* [AIM]: In the biography of Floyd Cooper, reproduce word for word the passage from "Floyd Cooper (January" to "by Eloise Greenfield.".

* [READING PASSAGE]:

Floyd Cooper (January 8, 1956July 15, 2021) was an American illustrator of children's books. He was based in Easton, Pennsylvania and has worked with Jane Yolen, Nikki Grimes, Eloise Greenfield, Howard Bryant, Joyce Carol Thomas, Bill Martin Jr and many more. He graduated from the University of Oklahoma.

Personal
Floyd grew up in low income housing, in Tulsa, OK. In school his teacher's began to notice his illustrations and submitted his work to a scholarship committee. After Graduating from The University of Oklahoma, Floyd began to work for Hallmark Cards in Kansas City. He later moved to Manhattan where he struggled before he got his first contract with Penguin Books Floyd's first illustrated book was published in 1988 and written by Eloise Greenfield.

Awards
Floyd was awarded a Coretta Scott King Illustrator Award, for The Blacker the Berry a Coretta Scott King Award Illustrator Honor, a Golden Kite Award for A Dance Like Starlight: One Ballerina’s Dream. and a Charlotte Zolotow Award  for Max and the Tag-Along Moon written by Floyd himself.

Selected works

Max and the Tag-Along Moon by Floyd Cooper (2013)
The Blacker the Berry by Joyce Carol Thomas (2008)
Grandpa's Face by Eloise Greenfield (1988)
Jump! From the Life of Michael Jordan by Floyd Cooper (2004)

* [PROVIDED MATERIAL]:
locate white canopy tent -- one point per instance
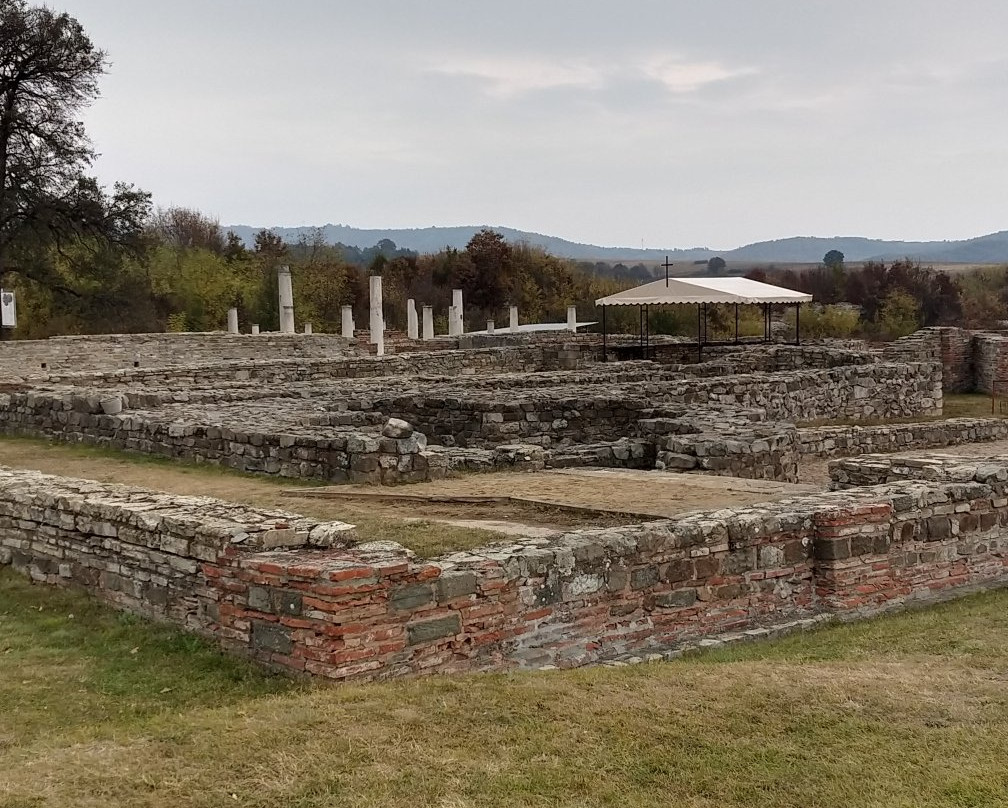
(704, 291)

* [COMPLETED TASK]:
Floyd Cooper (January 8, 1956July 15, 2021) was an American illustrator of children's books. He was based in Easton, Pennsylvania and has worked with Jane Yolen, Nikki Grimes, Eloise Greenfield, Howard Bryant, Joyce Carol Thomas, Bill Martin Jr and many more. He graduated from the University of Oklahoma.

Personal
Floyd grew up in low income housing, in Tulsa, OK. In school his teacher's began to notice his illustrations and submitted his work to a scholarship committee. After Graduating from The University of Oklahoma, Floyd began to work for Hallmark Cards in Kansas City. He later moved to Manhattan where he struggled before he got his first contract with Penguin Books Floyd's first illustrated book was published in 1988 and written by Eloise Greenfield.